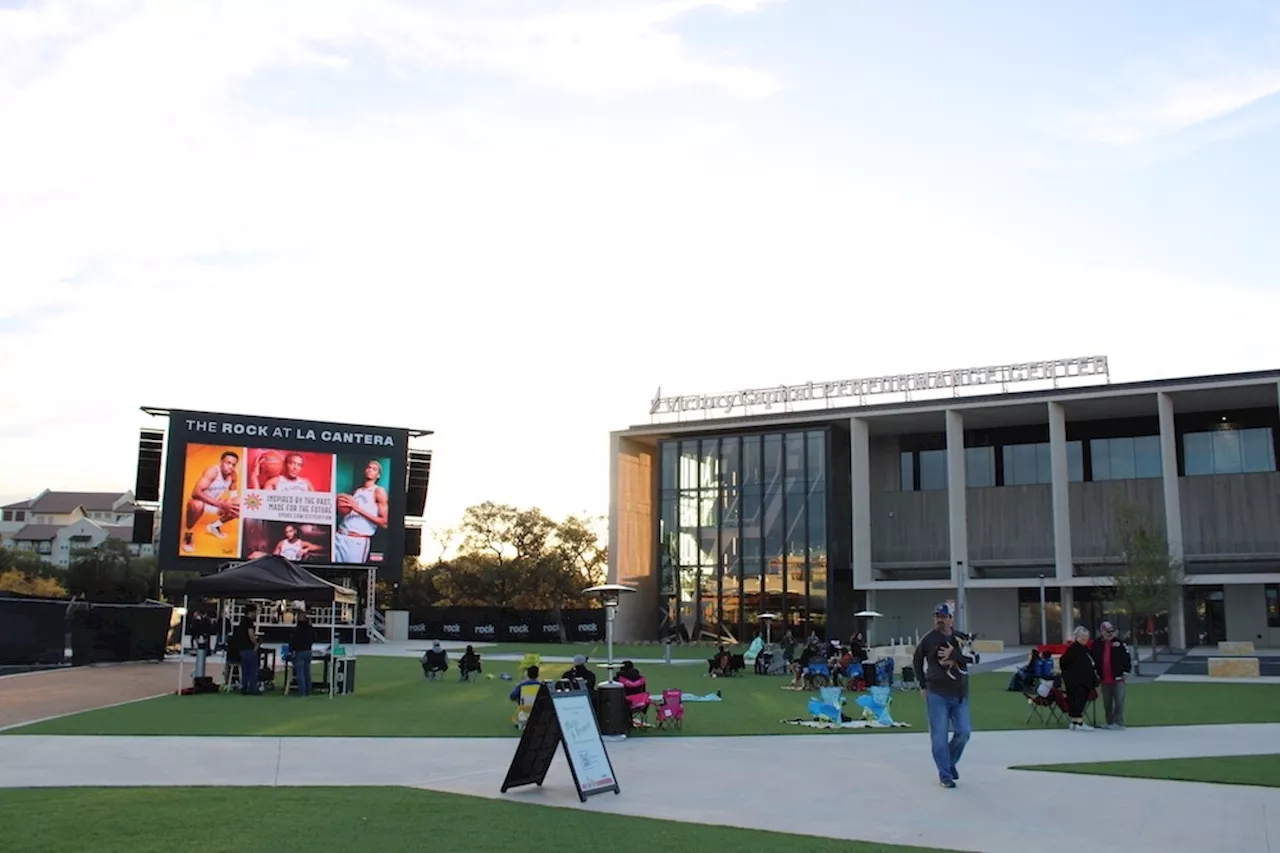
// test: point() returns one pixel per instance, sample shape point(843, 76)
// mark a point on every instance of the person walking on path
point(1114, 664)
point(942, 669)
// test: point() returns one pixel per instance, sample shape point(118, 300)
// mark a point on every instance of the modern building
point(892, 507)
point(56, 524)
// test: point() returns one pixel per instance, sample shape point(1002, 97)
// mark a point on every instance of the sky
point(511, 220)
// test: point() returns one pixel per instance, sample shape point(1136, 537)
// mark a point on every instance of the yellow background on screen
point(200, 459)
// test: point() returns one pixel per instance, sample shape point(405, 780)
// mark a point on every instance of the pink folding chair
point(671, 712)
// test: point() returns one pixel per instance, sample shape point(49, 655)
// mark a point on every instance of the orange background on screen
point(200, 459)
point(316, 468)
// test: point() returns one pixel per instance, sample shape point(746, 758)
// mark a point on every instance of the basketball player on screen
point(364, 511)
point(293, 548)
point(214, 495)
point(289, 479)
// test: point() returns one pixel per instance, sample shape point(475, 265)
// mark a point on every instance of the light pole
point(768, 624)
point(1043, 616)
point(609, 596)
point(612, 703)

Task prompt: For the string "sample", go line by line through the material and copy every line that has it.

Your solution:
// test: point() returns one pixel per instance, sample shape point(843, 76)
// test: point() returns one pixel per instance, sample shape point(118, 300)
// test: point() returns one pixel per instance, sample shape point(1002, 97)
// test: point() returns one pixel per instance, sample shape point(1136, 537)
// test: point() returns one pixel per instance, sample shape point(405, 780)
// test: point() returns one pixel per instance, sample shape point(49, 655)
// test: point() returns one pixel per instance, sample shape point(746, 758)
// test: point() returns one pixel per instance, sample shape point(475, 265)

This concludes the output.